#### [INPUT ROWS]
# # # #

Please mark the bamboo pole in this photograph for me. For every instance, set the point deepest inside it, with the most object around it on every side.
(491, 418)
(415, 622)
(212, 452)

# # # #

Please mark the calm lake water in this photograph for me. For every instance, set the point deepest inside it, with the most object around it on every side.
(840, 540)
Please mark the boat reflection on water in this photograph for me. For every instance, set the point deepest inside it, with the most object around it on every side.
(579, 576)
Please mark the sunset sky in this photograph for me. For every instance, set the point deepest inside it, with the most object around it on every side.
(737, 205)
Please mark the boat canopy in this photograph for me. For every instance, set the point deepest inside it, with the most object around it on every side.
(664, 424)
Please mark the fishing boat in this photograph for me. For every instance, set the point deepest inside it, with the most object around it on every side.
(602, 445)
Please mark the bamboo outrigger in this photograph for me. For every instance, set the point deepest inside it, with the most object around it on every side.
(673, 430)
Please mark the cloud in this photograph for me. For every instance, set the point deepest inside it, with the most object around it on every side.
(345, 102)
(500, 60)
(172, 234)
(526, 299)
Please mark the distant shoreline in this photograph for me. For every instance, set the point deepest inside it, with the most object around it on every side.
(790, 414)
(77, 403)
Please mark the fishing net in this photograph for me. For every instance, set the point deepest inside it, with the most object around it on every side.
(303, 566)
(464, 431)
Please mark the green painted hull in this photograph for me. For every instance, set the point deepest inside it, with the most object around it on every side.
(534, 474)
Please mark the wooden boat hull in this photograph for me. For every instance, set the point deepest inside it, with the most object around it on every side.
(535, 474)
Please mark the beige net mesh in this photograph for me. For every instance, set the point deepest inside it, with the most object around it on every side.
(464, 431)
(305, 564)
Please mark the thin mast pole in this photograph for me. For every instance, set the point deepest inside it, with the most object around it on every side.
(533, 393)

# # # #

#### [INSTRUCTIONS TO FOLLOW]
Locate every line in the entries above that contains the word "boat" and copy each of those lines. Case counts.

#### [WRITTEN SOLUTION]
Please mark the boat reflection on water in this photograph for me. For every instance, set the point deepest inside it, with the most object around it on every side.
Please mark the boat canopy in this photograph for me. For every instance, set the point deepest inside it, with the most object around it on every side.
Please mark the fishing boat in this photograph for me. For every instance, set the point deepest inside it, with the most object around it on every side.
Please mark the wooden boat hull in this photograph for me. For every instance, set the point deepest inside it, with the most object around it on every side.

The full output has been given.